§ **Texte**
::::::::::
Les sans-terre dénoncent l’absence d’une Réforme agraire concrète

Un campement de sans-terre: préparation d'une occupation (15 avril 2009)

Brasil de Fato*

Avec les actions de lutte du mois d’avril 2009 en faveur de la Réforme agraire, le MST dénonce l’aide du gouvernement aux grandes firmes du latifundium et les coupes dans les ressources destinées aux campements de familles de travailleurs ruraux sous prétexte de la crise. (Réd.)

Le Mouvement des Travailleurs Ruraux Sans Terre (MST), qui a mené au mois d’avril 2009 des actions dans le cadre de la campagne «Lutte pour la Réforme agraire» dénonce dans un communiqué le manque d’empressement du gouvernement fédéral dans l’exécution de politiques tournées vers les zones rurales et les travailleurs ruraux. Selon le MST, en même temps que le gouvernement avance le prétexte de l’actuelle crise financière pour réduire les investissements dans la réforme agraire, il a augmenté – en utilisant le même prétexte de la crise – l’aide aux plus grandes firmes de l’agro-industrie qui, même ainsi aidées, continuent de licencier des travailleurs dans tout le pays. Depuis novembre 2008, les latifundia de l’agronégoce ont déjà licencié quelque 200’000 ouvriers.
::::::::::
§ **Données fournies**
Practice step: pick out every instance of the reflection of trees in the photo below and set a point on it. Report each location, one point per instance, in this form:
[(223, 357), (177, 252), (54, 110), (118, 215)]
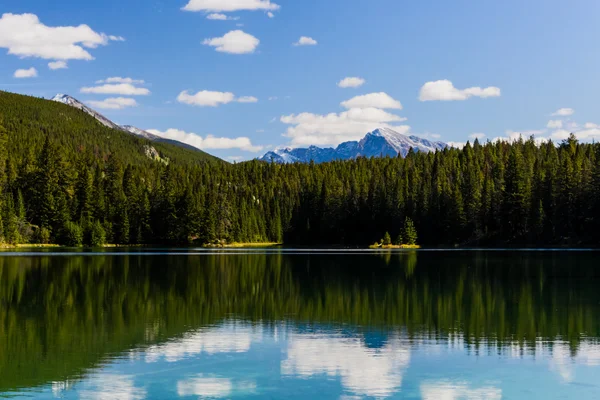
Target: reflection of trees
[(60, 316)]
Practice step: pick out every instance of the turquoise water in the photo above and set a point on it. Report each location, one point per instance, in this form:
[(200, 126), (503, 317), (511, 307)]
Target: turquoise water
[(272, 324)]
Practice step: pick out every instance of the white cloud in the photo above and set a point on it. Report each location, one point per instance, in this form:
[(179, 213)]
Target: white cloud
[(446, 390), (230, 5), (247, 99), (458, 145), (376, 100), (125, 89), (234, 42), (209, 142), (118, 79), (25, 36), (114, 103), (563, 112), (333, 129), (206, 98), (26, 73), (351, 82), (444, 90), (221, 17), (555, 124), (306, 41), (363, 371), (112, 386), (57, 65)]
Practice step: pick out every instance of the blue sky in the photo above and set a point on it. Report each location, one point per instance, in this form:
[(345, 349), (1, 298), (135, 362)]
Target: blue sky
[(528, 58)]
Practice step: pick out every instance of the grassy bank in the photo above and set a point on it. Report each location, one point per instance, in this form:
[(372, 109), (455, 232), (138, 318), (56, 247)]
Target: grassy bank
[(242, 245), (394, 246), (22, 246)]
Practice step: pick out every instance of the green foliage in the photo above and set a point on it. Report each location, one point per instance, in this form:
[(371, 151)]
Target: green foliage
[(42, 236), (399, 240), (387, 239), (410, 232), (71, 235), (97, 235), (58, 165)]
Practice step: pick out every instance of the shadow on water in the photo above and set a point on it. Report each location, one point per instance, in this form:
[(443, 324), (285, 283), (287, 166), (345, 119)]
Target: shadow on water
[(62, 316)]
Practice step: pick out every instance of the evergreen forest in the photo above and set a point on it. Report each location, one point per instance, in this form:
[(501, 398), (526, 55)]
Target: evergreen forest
[(66, 179)]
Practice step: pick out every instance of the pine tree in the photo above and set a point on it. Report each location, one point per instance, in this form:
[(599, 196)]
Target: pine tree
[(387, 239), (410, 232)]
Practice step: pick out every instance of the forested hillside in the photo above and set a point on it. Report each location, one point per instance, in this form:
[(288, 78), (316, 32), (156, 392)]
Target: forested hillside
[(66, 179)]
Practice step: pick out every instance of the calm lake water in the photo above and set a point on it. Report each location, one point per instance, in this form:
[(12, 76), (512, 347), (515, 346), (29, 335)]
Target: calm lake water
[(272, 324)]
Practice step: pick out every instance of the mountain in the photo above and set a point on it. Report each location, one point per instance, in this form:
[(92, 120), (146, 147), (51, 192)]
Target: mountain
[(379, 143), (78, 129), (73, 102)]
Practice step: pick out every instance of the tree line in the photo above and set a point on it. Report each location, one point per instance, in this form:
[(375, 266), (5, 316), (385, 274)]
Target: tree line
[(68, 183), (492, 194)]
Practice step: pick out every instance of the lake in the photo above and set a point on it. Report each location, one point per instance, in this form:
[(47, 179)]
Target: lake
[(188, 324)]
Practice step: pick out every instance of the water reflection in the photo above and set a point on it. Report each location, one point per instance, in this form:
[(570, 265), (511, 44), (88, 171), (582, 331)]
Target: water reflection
[(228, 338), (443, 390), (416, 325), (365, 371)]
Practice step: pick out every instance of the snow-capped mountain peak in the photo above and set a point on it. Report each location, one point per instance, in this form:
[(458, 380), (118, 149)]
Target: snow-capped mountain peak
[(139, 132), (73, 102), (381, 142)]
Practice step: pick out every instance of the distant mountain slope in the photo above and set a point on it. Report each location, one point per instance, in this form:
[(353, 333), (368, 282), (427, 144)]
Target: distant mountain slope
[(379, 143), (73, 102), (155, 138), (75, 128)]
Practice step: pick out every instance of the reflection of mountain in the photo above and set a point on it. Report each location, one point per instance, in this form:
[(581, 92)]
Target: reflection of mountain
[(71, 312)]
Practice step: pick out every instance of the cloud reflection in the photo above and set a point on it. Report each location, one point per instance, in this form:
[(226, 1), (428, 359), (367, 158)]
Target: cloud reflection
[(363, 371), (228, 338), (111, 387), (213, 387), (444, 390)]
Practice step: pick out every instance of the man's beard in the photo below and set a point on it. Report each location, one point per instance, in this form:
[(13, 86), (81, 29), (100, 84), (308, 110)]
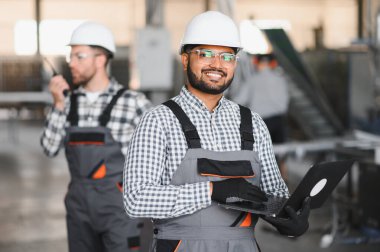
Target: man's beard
[(200, 85)]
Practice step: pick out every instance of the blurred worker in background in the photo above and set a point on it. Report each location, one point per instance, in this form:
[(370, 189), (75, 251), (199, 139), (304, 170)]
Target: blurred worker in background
[(94, 123), (265, 92), (199, 149)]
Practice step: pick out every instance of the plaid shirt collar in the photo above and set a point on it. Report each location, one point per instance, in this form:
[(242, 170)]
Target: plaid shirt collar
[(111, 89), (196, 103)]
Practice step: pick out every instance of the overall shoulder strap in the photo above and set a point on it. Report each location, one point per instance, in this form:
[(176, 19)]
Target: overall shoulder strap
[(191, 133), (106, 115), (73, 116), (246, 129)]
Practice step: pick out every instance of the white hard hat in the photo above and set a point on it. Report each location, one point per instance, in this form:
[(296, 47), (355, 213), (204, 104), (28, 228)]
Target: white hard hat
[(95, 34), (211, 28)]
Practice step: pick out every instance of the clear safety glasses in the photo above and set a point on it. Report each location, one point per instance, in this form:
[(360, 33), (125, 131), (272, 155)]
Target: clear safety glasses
[(206, 56)]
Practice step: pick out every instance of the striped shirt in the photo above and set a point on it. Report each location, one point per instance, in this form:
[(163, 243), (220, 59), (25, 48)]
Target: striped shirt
[(124, 117), (158, 146)]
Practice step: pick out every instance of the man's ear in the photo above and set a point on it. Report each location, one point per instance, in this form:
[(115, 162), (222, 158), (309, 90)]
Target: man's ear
[(185, 60)]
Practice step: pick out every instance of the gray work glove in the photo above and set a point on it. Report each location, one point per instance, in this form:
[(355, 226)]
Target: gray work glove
[(235, 190), (297, 223)]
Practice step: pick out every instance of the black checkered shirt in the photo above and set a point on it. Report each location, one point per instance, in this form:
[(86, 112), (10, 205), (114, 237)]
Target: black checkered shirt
[(124, 117), (158, 146)]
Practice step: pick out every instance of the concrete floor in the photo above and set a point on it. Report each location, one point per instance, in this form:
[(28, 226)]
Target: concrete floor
[(32, 214)]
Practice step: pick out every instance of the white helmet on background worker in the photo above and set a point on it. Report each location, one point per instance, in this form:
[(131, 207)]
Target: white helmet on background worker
[(211, 28), (93, 34)]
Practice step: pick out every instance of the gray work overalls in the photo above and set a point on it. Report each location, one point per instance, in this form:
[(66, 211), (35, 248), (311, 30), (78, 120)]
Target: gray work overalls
[(96, 219), (212, 229)]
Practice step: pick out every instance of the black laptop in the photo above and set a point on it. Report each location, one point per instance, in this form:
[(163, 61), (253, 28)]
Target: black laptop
[(318, 183)]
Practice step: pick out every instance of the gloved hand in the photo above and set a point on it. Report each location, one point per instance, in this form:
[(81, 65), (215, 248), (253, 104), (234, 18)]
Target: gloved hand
[(237, 189), (297, 223)]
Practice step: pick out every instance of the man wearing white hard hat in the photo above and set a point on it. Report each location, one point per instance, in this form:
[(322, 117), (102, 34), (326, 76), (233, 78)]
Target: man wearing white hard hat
[(94, 123)]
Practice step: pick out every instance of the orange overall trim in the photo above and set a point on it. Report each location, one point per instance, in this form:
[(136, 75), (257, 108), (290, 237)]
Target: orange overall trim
[(219, 176), (100, 173), (86, 142), (247, 221), (176, 248)]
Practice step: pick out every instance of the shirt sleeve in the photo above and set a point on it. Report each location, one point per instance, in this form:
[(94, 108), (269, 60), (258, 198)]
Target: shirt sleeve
[(271, 180), (53, 132), (144, 193)]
::::::::::
§ **Consignes**
#1 D'après le texte, combien d'ouvriers les latifundia de l'agronégoce ont-ils licenciés depuis novembre 2008 ?
#2 Recopiez le passage du texte compris entre « Le Mouvement des » et « quelque 200’000 ouvriers. », ces deux segments inclus.

§ **Corrigé**
#1 Quelque 200’000 ouvriers.

#2
Le Mouvement des Travailleurs Ruraux Sans Terre (MST), qui a mené au mois d’avril 2009 des actions dans le cadre de la campagne «Lutte pour la Réforme agraire» dénonce dans un communiqué le manque d’empressement du gouvernement fédéral dans l’exécution de politiques tournées vers les zones rurales et les travailleurs ruraux. Selon le MST, en même temps que le gouvernement avance le prétexte de l’actuelle crise financière pour réduire les investissements dans la réforme agraire, il a augmenté – en utilisant le même prétexte de la crise – l’aide aux plus grandes firmes de l’agro-industrie qui, même ainsi aidées, continuent de licencier des travailleurs dans tout le pays. Depuis novembre 2008, les latifundia de l’agronégoce ont déjà licencié quelque 200’000 ouvriers.